--- Begin DOCUMENT EXTRACT ---
By Author - LawCrossing
Published By
( 17 votes, average: 4.2 out of 5)
What do you think about this article? Rate it using the stars above and let us know what you think in the comments below.
The pace can be hectic, even frantic. In the span of one day you may receive that box of documents from your own client that, despite several assurances in response to all of your careful and precise questions about its business dealings, demonstrate that things aren't quite as the client represented-in fact, you wonder if you are even dealing with the same company! Then, after calling all the lawyers who haven't answered your interrogatories on time, and putting all the phone messages from those lawyers to whom you owe answers to interrogatories at the bottom of the pile, you madly dash off to the courthouse for your status conference with the judge who last month fined five lawyers $100 apiece for being 2 minutes late to his courtroom. The cab is stuck in traffic, so you run the last two blocks to the courthouse, arriving drenched in perspiration and on the verge of cardiac arrest and/or a stroke, just at the appointed minute. Forty minutes later, the judge casually strolls onto the bench murmuring something about other court business in chambers and then proceeds to give you a trial date that coincides with the first day of your first vacation in three years.

The Pace of Litigation Practice


Of course, the court's schedule is not run for the convenience of lawyers, and even though it matters to no one whether or not the case is tried three weeks earlier or three weeks later, it will go on as the judge has scheduled it. You then return to the office to find a letter from a client who says he would be happy to pay your now-six-month-overdue $40,000 bill incurred in saving him $5-million in liability, but politely inquiring why it took you 6 hours to prepare a key witness for his trial testimony. Couldn't you have done it in 5 Vi? Right under the message is the 150-page motion for summary judgment filed by opposing counsel in a case in Mississippi, whose quirky rules require a response in ten days. The sneaky devils who filed this abomination have mailed it "pony expired," so you really only have three days within which to research and draft your response. Your date with the by now very skeptical blonde is canceled for the third time in two weeks, and you bask in the glow of knowing that in four days, if nothing else happens, you will get some sleep. Heat up the coffeepot, and send in more Twinkies.

Sometimes the pace is not so fast, and day to day it can be about as stimulating as watching Della, Paul, and Perry on the 11 o'clock reruns. A New York based litigation practitioner says," I once represented several orphans who had been injured severely in an airplane crash en route to their new adoptive homes. The defendant was a large American aircraft corporation that had all the money and all the time in the world. Every step of the litigation was met with motions, motions, and more motions. The defendants took depositions that on some occasions literally lasted for weeks. At one point, a witness lost her voice after several weeks of testifying from 9 a.m. to 6 p.m.

The children were examined by batteries of doctors for both sides, all of whom had to be deposed. Teachers, neighbors, relatives, and friends were deposed, in Washington, D.C., and in locations as exotic and far away as Bangkok, Thailand. Tens of thousands of pages of documents were produced, reproduced, and produced again. In the final months before the multiple trials began, 14- to 16-hour days, for seven days of the week, were the rule, not the exception. The trials took from three to five weeks to complete, and many were scheduled to begin within days of the completion of the prior one.
--- End DOCUMENT EXTRACT ---
--- Begin DATA ---
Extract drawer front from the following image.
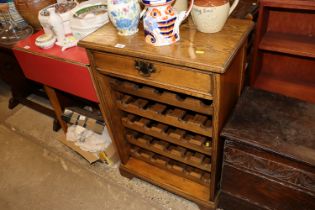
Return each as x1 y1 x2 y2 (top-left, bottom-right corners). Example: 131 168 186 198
--- End DATA ---
SET TASK 1:
List every dollar amount that appears in the article on litigation practice.
SET TASK 2:
In the article on litigation practice, edit the part that opens with the words containing "The children were" and closes with "the prior one.", changing "exotic" to "remote".
The material placed after the article stands apart from it.

TASK RESULT 1:
$100, $40,000, $5-million

TASK RESULT 2:
The children were examined by batteries of doctors for both sides, all of whom had to be deposed. Teachers, neighbors, relatives, and friends were deposed, in Washington, D.C., and in locations as remote and far away as Bangkok, Thailand. Tens of thousands of pages of documents were produced, reproduced, and produced again. In the final months before the multiple trials began, 14- to 16-hour days, for seven days of the week, were the rule, not the exception. The trials took from three to five weeks to complete, and many were scheduled to begin within days of the completion of the prior one.